---------- PAGE EXTRACT ----------
This week, let’s look at the middle-square method for generating pseudorandom four-digit numbers. First, we start with a four-digit number, such as $9,876.$ If we square it, we get the eight-digit number $97,535,376.$ Our next pseudorandom number is taken from the middle four digits of that square: $5,353.$ And to get the next pseudorandom number, we can square $5,353,$ which gives us $28,654,609,$ the middle four digits of which are $6,546.$
Of course, many four-digit numbers have a square that’s seven digits rather than eight. And in a sequence of middle-square numbers, you also might encounter smaller numbers whose squares have six or fewer digits. In these cases, you can append zeros to the beginning of the square until you have eight total digits, and once again take the middle four digits.
No matter what initial four-digit number you pick, your sequence of pseudorandom numbers will eventually repeat itself in a loop. If you want the longest sequence of such numbers before any repetition occurs, what starting number should you pick? And how many unique numbers are in the sequence?
----------
SET EXERCISE A — Retype the middle-square passage word for word, everything from "This week, let’s" down to "middle four digits.".
The passage above and the records that follow were taken from unrelated sources.
---------- PROVIDED DATA ----------
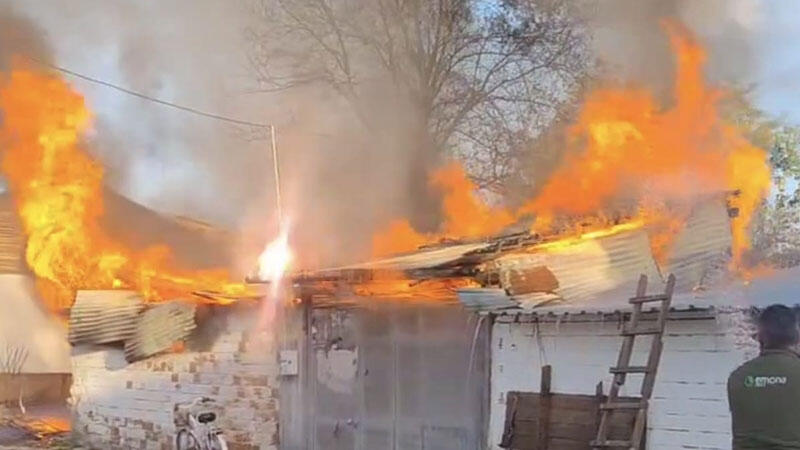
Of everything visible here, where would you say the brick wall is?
[71,310,278,450]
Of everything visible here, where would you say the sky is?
[4,0,800,229]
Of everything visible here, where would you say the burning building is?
[0,9,789,449]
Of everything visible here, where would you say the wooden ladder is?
[591,275,675,450]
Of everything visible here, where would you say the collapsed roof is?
[295,198,732,311]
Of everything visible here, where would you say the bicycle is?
[173,397,228,450]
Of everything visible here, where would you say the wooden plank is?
[503,390,638,450]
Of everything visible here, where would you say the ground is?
[0,405,75,450]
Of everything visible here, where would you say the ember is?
[0,68,244,308]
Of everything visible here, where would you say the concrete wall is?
[281,298,489,450]
[0,274,70,373]
[489,317,753,450]
[72,311,278,450]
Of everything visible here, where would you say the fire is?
[0,68,244,308]
[523,23,771,266]
[374,22,771,268]
[258,221,293,293]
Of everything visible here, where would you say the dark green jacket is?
[728,350,800,450]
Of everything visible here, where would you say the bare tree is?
[249,0,588,208]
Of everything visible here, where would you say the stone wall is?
[71,313,279,450]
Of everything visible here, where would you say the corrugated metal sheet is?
[125,301,197,362]
[664,199,732,292]
[333,242,492,270]
[69,291,144,345]
[495,230,661,306]
[0,197,27,273]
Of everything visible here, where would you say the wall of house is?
[489,315,754,450]
[71,311,279,450]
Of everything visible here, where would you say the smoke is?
[0,0,438,271]
[588,0,765,97]
[0,0,772,271]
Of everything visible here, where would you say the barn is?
[280,194,800,449]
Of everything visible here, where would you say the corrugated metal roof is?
[664,199,732,292]
[459,199,735,312]
[0,194,27,273]
[125,301,197,362]
[495,229,661,307]
[69,291,144,345]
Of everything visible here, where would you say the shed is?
[476,269,800,449]
[281,198,800,450]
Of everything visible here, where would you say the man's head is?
[758,305,800,350]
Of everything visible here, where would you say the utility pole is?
[269,125,283,224]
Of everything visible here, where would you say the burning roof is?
[295,196,732,309]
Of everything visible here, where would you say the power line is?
[24,55,272,128]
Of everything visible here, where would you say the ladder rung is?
[628,294,669,304]
[600,402,644,410]
[591,440,632,448]
[620,324,662,336]
[609,366,650,373]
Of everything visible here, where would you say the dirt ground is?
[0,405,76,450]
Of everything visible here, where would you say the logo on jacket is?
[744,375,788,387]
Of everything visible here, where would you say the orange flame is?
[0,69,244,308]
[375,22,771,267]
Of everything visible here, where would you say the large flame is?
[258,220,293,296]
[0,68,244,308]
[373,22,771,267]
[372,163,516,255]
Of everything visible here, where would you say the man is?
[728,305,800,450]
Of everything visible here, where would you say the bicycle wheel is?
[175,428,201,450]
[210,434,228,450]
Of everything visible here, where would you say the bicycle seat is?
[197,413,217,423]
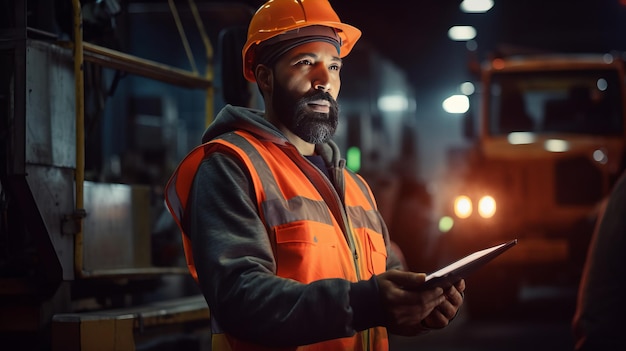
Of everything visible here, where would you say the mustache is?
[301,91,337,106]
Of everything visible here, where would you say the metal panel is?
[26,40,76,168]
[83,182,152,275]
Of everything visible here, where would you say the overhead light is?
[459,82,476,95]
[543,139,569,152]
[441,95,469,113]
[507,132,537,145]
[448,26,476,41]
[460,0,493,13]
[378,94,409,112]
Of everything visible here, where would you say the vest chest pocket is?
[358,228,387,279]
[275,221,353,283]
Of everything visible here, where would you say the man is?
[166,0,465,350]
[572,172,626,351]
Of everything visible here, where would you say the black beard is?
[274,89,339,144]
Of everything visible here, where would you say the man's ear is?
[254,64,274,92]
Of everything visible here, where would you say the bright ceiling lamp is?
[448,26,476,41]
[441,95,469,113]
[459,0,493,13]
[478,195,496,218]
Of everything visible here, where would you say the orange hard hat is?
[241,0,361,82]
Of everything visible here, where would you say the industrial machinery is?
[435,54,626,312]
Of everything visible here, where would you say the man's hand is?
[422,279,465,329]
[376,270,465,336]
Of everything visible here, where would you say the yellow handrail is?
[72,0,85,276]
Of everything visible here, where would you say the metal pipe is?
[72,0,85,276]
[58,42,213,89]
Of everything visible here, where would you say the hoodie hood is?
[202,105,345,168]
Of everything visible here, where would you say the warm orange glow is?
[454,195,472,218]
[478,195,496,218]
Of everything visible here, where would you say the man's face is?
[271,42,341,144]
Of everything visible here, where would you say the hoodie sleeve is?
[188,153,383,347]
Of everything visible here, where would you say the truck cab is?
[436,54,626,316]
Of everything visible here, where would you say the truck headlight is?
[454,195,472,218]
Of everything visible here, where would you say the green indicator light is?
[346,146,361,173]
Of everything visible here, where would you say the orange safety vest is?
[165,131,388,351]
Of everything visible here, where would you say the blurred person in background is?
[572,172,626,351]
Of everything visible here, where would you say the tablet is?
[420,239,517,289]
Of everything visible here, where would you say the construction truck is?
[433,54,626,313]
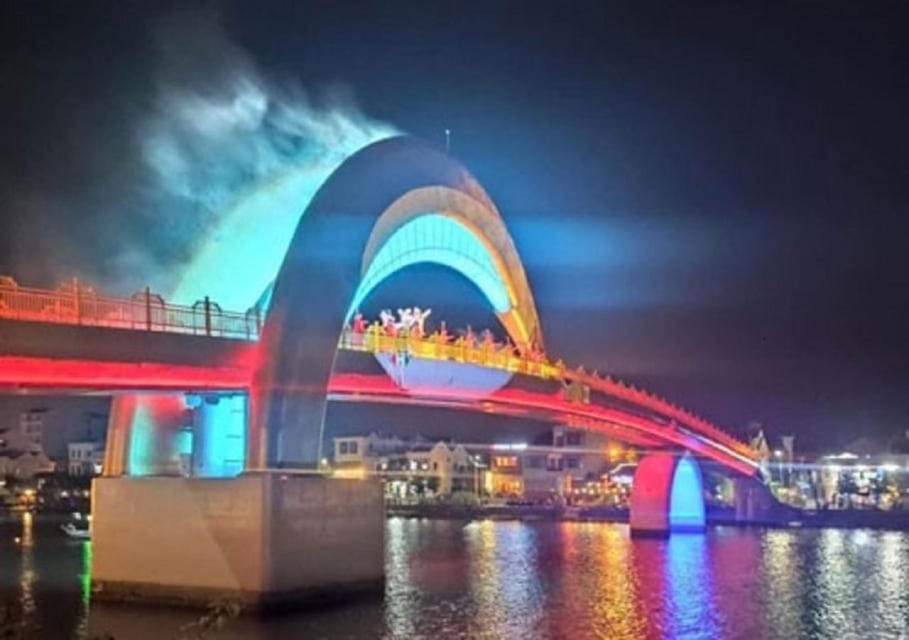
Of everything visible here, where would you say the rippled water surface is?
[0,517,909,639]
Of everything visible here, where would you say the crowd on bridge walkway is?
[345,307,547,363]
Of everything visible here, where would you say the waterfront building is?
[66,442,104,476]
[0,409,55,479]
[332,433,486,500]
[487,426,623,501]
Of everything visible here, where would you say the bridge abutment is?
[630,453,706,537]
[91,472,385,609]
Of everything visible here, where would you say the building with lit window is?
[486,427,628,501]
[0,409,55,478]
[66,442,104,476]
[332,433,486,501]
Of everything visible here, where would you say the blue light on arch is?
[255,213,511,321]
[669,456,706,531]
[350,213,511,313]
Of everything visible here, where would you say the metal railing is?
[338,323,755,459]
[0,277,261,340]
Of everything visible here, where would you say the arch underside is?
[247,138,541,469]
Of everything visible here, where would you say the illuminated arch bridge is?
[1,138,757,536]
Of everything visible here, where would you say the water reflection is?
[664,534,722,640]
[0,516,909,640]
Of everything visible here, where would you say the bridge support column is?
[104,394,191,476]
[91,472,385,608]
[630,453,706,537]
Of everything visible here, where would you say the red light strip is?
[0,356,249,391]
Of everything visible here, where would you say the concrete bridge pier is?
[630,453,706,537]
[91,394,385,609]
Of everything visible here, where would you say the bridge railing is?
[0,278,261,340]
[339,324,754,458]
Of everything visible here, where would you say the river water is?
[0,516,909,640]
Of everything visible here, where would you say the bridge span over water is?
[0,138,758,599]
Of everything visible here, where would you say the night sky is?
[0,0,909,447]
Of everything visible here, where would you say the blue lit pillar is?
[630,453,706,537]
[187,394,247,478]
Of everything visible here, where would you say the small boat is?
[60,522,92,540]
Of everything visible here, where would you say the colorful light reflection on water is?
[0,519,909,640]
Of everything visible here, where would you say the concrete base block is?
[92,472,385,609]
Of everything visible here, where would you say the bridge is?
[0,138,758,608]
[0,278,757,475]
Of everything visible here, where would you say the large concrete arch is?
[247,137,541,469]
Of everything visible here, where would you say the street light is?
[773,449,783,484]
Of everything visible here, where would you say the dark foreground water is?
[0,516,909,640]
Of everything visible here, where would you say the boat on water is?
[60,513,92,540]
[60,522,92,540]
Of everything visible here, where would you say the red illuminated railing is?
[338,324,755,459]
[0,277,261,340]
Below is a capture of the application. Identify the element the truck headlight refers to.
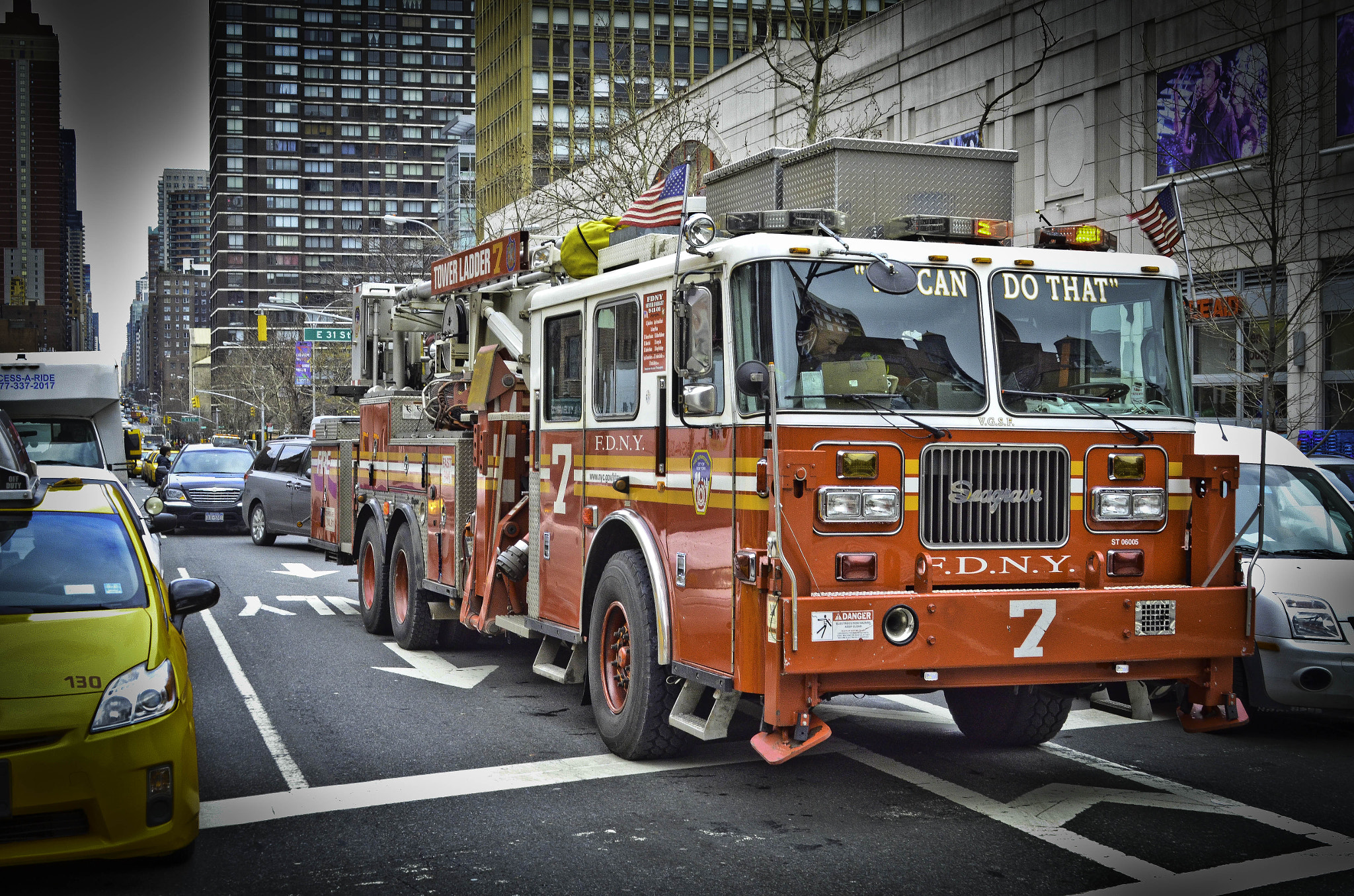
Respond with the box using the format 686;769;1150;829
818;486;902;523
1284;595;1345;642
1092;487;1166;523
89;659;177;733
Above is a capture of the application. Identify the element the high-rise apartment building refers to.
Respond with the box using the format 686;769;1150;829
475;0;896;218
156;168;211;268
210;0;475;364
0;0;67;351
438;115;478;249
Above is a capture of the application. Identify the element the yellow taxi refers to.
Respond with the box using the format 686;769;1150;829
0;412;219;865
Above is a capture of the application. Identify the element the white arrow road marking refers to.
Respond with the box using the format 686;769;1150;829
278;594;335;616
372;642;498;689
239;594;295;616
268;563;338;579
325;594;358;616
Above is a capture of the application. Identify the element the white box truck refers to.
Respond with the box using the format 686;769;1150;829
0;352;128;482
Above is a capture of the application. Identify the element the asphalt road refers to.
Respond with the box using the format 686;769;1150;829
11;488;1354;896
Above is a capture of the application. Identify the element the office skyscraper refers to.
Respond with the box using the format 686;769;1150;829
0;0;65;351
210;0;475;364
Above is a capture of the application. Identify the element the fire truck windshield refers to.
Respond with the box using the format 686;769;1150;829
730;260;987;413
991;271;1186;416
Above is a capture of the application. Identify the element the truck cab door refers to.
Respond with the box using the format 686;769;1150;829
664;279;737;674
528;313;586;629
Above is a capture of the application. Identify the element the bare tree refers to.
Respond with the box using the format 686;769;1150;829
1144;0;1354;429
974;3;1063;146
761;3;885;143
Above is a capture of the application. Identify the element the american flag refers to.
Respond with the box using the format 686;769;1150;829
620;164;688;227
1128;183;1181;256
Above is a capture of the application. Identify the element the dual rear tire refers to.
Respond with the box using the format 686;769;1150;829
945;685;1072;747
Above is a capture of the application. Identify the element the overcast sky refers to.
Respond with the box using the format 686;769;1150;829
0;0;207;352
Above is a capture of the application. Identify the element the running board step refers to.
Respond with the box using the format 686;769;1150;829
668;678;743;740
531;635;588;685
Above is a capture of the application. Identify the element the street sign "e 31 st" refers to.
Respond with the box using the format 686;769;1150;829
302;326;352;342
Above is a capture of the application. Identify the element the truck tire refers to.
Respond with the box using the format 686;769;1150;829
588;551;694;759
358;523;390;635
945;685;1072;747
249;501;278;547
386;525;439;650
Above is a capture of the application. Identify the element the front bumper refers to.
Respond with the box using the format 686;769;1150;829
768;585;1254;692
1252;638;1354;710
165;501;245;527
0;692;198;865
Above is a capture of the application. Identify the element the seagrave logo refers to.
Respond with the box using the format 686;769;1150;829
949;479;1044;513
690;451;713;515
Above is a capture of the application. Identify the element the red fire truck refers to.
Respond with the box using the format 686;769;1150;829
311;139;1254;762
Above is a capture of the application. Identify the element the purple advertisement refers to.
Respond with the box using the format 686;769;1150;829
1335;12;1354;137
1156;44;1269;177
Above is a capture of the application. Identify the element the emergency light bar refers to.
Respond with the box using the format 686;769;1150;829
884;215;1016;244
717;208;846;237
1035;225;1119;252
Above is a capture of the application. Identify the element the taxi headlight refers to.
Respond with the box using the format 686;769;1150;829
89;659;177;733
1284;597;1345;642
1092;487;1166;523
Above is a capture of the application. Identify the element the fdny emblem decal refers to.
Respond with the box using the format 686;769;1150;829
690;451;713;515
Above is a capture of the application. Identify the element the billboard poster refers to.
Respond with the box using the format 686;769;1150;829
297;342;310;386
1156;44;1269;177
1335;12;1354;137
936;129;983;146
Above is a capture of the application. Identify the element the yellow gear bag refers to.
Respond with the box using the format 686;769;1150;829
559;215;620;280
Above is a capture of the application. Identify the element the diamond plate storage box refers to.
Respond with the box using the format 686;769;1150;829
777;138;1019;237
705;146;795;218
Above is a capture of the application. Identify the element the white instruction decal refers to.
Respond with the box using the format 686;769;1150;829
813;611;875;642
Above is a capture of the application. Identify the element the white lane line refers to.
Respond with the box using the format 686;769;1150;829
198;611;310;790
199;741;791;829
841;743;1173;881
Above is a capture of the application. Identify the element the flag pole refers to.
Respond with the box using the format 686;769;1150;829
1166;178;1198;309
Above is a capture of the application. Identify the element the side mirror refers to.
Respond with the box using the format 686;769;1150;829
734;360;770;398
684;285;715;376
146;511;179;532
169;579;221;616
681;383;719;417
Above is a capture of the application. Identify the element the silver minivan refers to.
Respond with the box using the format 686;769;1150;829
241;437;310;545
1194;424;1354;718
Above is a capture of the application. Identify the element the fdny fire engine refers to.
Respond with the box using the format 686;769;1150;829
311;139;1254;762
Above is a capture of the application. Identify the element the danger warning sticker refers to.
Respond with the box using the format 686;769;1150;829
813;611;875;642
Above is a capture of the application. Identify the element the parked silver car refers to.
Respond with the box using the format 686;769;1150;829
241;437;310;545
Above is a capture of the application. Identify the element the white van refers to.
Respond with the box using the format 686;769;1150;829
1194;424;1354;718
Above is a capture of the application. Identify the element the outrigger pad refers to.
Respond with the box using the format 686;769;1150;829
1175;694;1251;733
752;713;833;765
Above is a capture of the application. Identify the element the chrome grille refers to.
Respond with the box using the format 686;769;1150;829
918;445;1071;547
188;487;239;507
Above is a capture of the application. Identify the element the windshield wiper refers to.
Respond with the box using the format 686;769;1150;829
834;392;953;439
1002;389;1156;445
1265;548;1350;560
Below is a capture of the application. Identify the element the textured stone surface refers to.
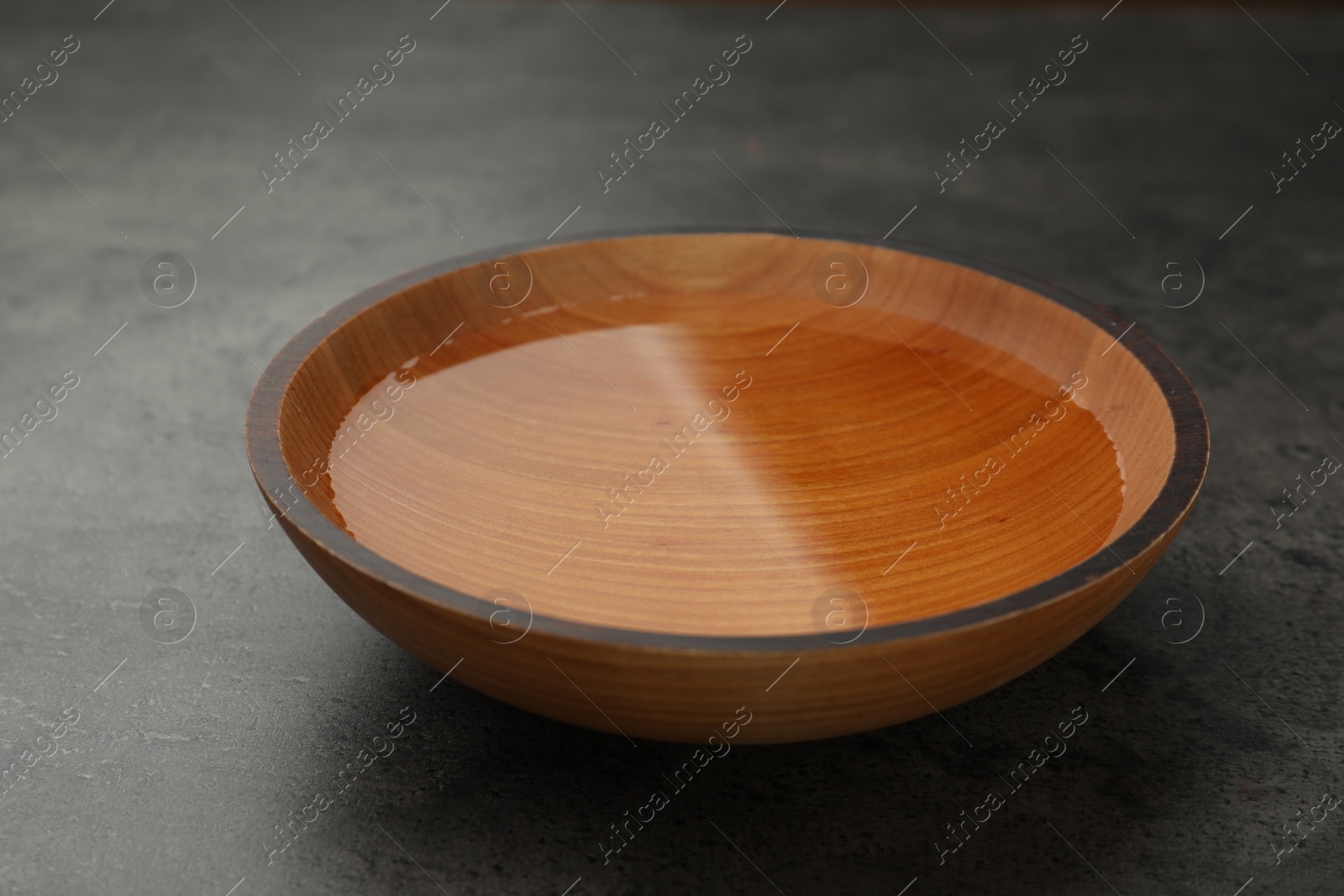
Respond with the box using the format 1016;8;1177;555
0;0;1344;896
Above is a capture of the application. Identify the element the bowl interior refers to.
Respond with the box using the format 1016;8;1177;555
----------
SET EXERCISE B — Multiply every box coordinate in the answers by 0.55 and round each to a whole number, rounding halves up. Give the records again, requests included, for everything from the line containing "grille refers to." down to the end of the records, with both ends included and the pictures left out.

SOLUTION A —
This week, let’s look at the middle-square method for generating pseudorandom four-digit numbers. First, we start with a four-digit number, such as $9,876.$ If we square it, we get the eight-digit number $97,535,376.$ Our next pseudorandom number is taken from the middle four digits of that square: $5,353.$ And to get the next pseudorandom number, we can square $5,353,$ which gives us $28,654,609,$ the middle four digits of which are $6,546.$
Of course, many four-digit numbers have a square that’s seven digits rather than eight. And in a sequence of middle-square numbers, you also might encounter smaller numbers whose squares have six or fewer digits. In these cases, you can append zeros to the beginning of the square until you have eight total digits, and once again take the middle four digits.

SOLUTION B —
Above is a capture of the application. Identify the element the chrome grille refers to.
Respond with the box using the format 686;769;1150;829
505;245;589;301
103;268;131;279
Above is a capture of the application. Identify the element the windshield wiper refers to.
Respond with the box using the format 686;769;1150;829
459;216;524;241
551;214;636;245
696;301;743;308
Below is a capture of the application. Identify the element the textured stone surface refers to.
Respond with the box using the format 1016;8;1177;555
0;0;739;493
Above is a capture of the application. Identify the element the bowl interior refers to.
Respond with the box using the format 1016;8;1177;555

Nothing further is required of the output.